SET PROBLEM: Return every record below exactly as written, but leave out the pictures.

RECORDS SHOWN:

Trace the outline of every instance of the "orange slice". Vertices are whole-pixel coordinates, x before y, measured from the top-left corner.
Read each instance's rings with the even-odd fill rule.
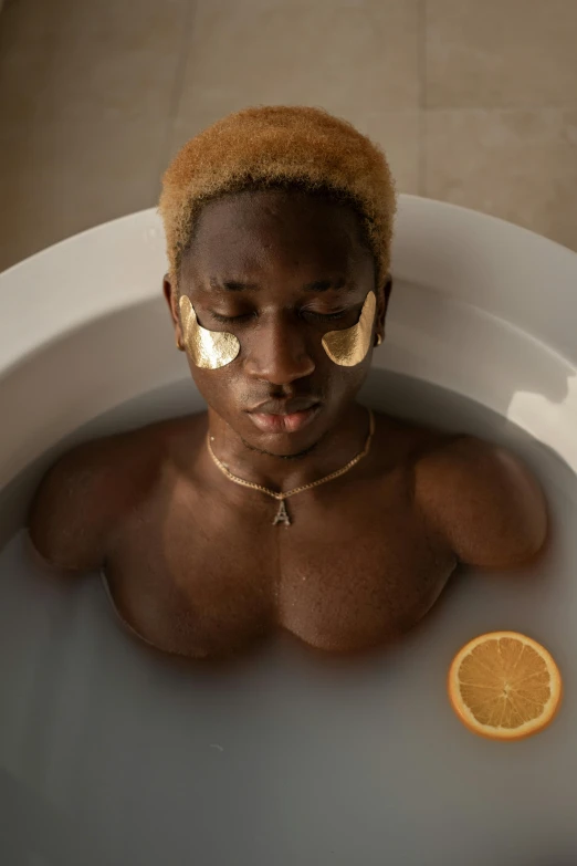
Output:
[[[562,678],[541,644],[516,632],[493,632],[457,654],[449,670],[449,698],[474,733],[521,740],[553,721]]]

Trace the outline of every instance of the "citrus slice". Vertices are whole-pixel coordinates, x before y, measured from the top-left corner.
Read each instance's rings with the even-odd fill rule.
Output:
[[[516,632],[493,632],[457,654],[449,670],[449,698],[474,733],[521,740],[553,721],[562,678],[541,644]]]

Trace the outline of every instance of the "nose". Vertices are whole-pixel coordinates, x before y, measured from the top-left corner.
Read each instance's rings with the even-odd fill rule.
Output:
[[[315,368],[303,334],[303,323],[279,315],[263,323],[252,337],[244,369],[272,385],[288,385],[310,376]]]

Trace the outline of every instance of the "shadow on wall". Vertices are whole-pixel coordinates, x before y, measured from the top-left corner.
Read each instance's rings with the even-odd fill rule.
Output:
[[[112,866],[88,827],[64,821],[7,770],[0,770],[0,863],[6,866]]]

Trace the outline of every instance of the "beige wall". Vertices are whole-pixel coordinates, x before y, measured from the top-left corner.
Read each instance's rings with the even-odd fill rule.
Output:
[[[323,105],[399,189],[577,249],[575,0],[8,0],[0,268],[156,201],[177,147],[253,103]]]

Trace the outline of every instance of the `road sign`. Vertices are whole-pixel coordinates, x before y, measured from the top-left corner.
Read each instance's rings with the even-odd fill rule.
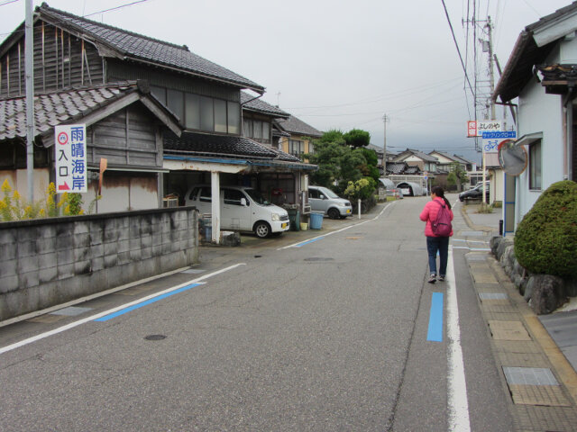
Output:
[[[484,131],[482,137],[483,151],[485,153],[497,153],[499,145],[506,140],[516,139],[517,132],[515,130]]]
[[[501,130],[502,124],[497,120],[467,122],[467,137],[482,137],[483,132]]]
[[[87,192],[87,128],[85,124],[54,127],[56,192]]]

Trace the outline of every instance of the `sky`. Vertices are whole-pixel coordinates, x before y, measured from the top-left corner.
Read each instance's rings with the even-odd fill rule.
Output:
[[[476,3],[475,3],[476,2]],[[41,1],[33,1],[34,6]],[[319,130],[362,129],[371,142],[463,155],[480,163],[466,122],[490,94],[488,40],[505,68],[519,32],[569,0],[50,0],[51,7],[187,45],[266,87],[262,100]],[[124,7],[123,7],[124,6]],[[107,12],[108,9],[113,9]],[[472,22],[476,12],[476,26]],[[0,0],[0,40],[24,20]],[[448,20],[447,20],[448,14]],[[473,34],[476,28],[476,35]],[[495,85],[499,80],[497,68]],[[484,119],[485,100],[478,99]],[[498,120],[503,116],[497,107]],[[386,115],[387,122],[383,121]],[[510,127],[510,119],[506,120]],[[386,133],[385,133],[386,130]]]

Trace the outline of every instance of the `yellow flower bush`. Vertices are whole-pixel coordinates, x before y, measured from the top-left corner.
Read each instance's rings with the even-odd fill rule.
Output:
[[[56,185],[50,183],[46,190],[44,202],[25,202],[18,191],[13,192],[8,180],[2,184],[4,198],[0,200],[0,221],[22,220],[36,218],[55,218],[61,215],[76,216],[83,214],[82,195],[64,193],[58,200]]]

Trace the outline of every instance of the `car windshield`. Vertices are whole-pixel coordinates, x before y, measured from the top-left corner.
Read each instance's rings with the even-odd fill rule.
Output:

SOLUTION BELOW:
Trace the outline of every instance of the "orange slice". Vertices are whole-pixel coordinates, x before y, measured from the top-left corner.
Read each instance's rings with the even-odd fill rule.
Output:
[[[562,678],[541,644],[516,632],[493,632],[457,654],[449,670],[449,698],[474,733],[521,740],[553,721]]]

Trace the outline of every instance of the "citrus slice". Vertices are whole-pixel coordinates, x before y, measured from the top-left corner.
Read each instance's rings with the even-odd fill rule.
Output:
[[[516,632],[493,632],[457,654],[449,670],[449,698],[474,733],[521,740],[553,721],[562,678],[541,644]]]

Trace the outline of every instance of the "nose". Vertices are whole-pixel coordinates, x before y, measured from the top-left corner.
Read each instance's rings with the even-odd fill rule.
Output:
[[[315,368],[303,334],[303,323],[279,315],[263,323],[252,337],[244,369],[272,385],[288,385],[310,376]]]

Trace the outline of every instance of the "shadow on wall". Vertices are whole-pixel coordinates, x before y, measured from the top-left corner.
Read each instance's rings with the even-odd fill rule.
Output:
[[[112,866],[88,827],[64,821],[7,770],[0,770],[0,863],[6,866]]]

Trace the outline of every instance of the "beige wall". Vertices are whole-pixel coordinates, x before y, measured from the top-left corner.
Read each instance's rings with the even-odd fill rule.
Output:
[[[323,105],[399,189],[577,249],[575,0],[8,0],[0,268],[156,201],[177,147],[253,103]]]

Trace the outline of every instance of the `road sign`. Vertices are whole-pixel coordinates, x before y, measured from the top-left corner.
Read each instance's rings with the even-odd fill rule.
Output:
[[[484,131],[482,137],[483,151],[485,153],[497,153],[499,145],[506,140],[516,139],[517,132],[515,130]]]
[[[501,130],[502,124],[497,120],[467,122],[467,137],[482,137],[483,132]]]
[[[87,192],[87,128],[85,124],[54,127],[56,192]]]

Trace the outline of every instance of the `sky`. Vertices are whole-pixel coordinates, x before y, measured from the top-left corner.
Read each instance's rings with the even-odd fill rule.
Output:
[[[476,3],[475,3],[476,2]],[[41,1],[33,1],[34,6]],[[319,130],[362,129],[371,142],[463,155],[480,163],[466,122],[490,94],[488,40],[505,68],[519,32],[569,0],[50,0],[51,7],[187,45],[266,87],[262,100]],[[124,7],[123,7],[124,6]],[[107,12],[108,9],[113,9]],[[472,22],[476,12],[476,26]],[[0,0],[0,40],[24,20]],[[448,20],[447,20],[448,14]],[[473,34],[476,28],[476,35]],[[495,85],[499,80],[497,68]],[[484,119],[485,100],[478,99]],[[498,120],[503,116],[497,107]],[[386,115],[387,122],[383,121]],[[510,127],[510,119],[506,120]],[[386,133],[385,133],[386,130]]]

Trace the outline of every instance of the `yellow flower bush`. Vertices are whole-pixel coordinates, x before y, measured from the top-left corner.
Read each instance's rings with the even-odd fill rule.
Output:
[[[56,185],[50,183],[46,190],[44,202],[25,202],[18,191],[13,192],[8,180],[2,184],[4,198],[0,200],[0,221],[22,220],[36,218],[55,218],[61,215],[76,216],[83,214],[82,195],[64,193],[58,200]]]

Trace the outline of every instance of the `car windshield`. Vertices are whole-pixel coordinates, x before y, measured from the top-left corner.
Read each instance's rings with the even-odd fill rule.
Output:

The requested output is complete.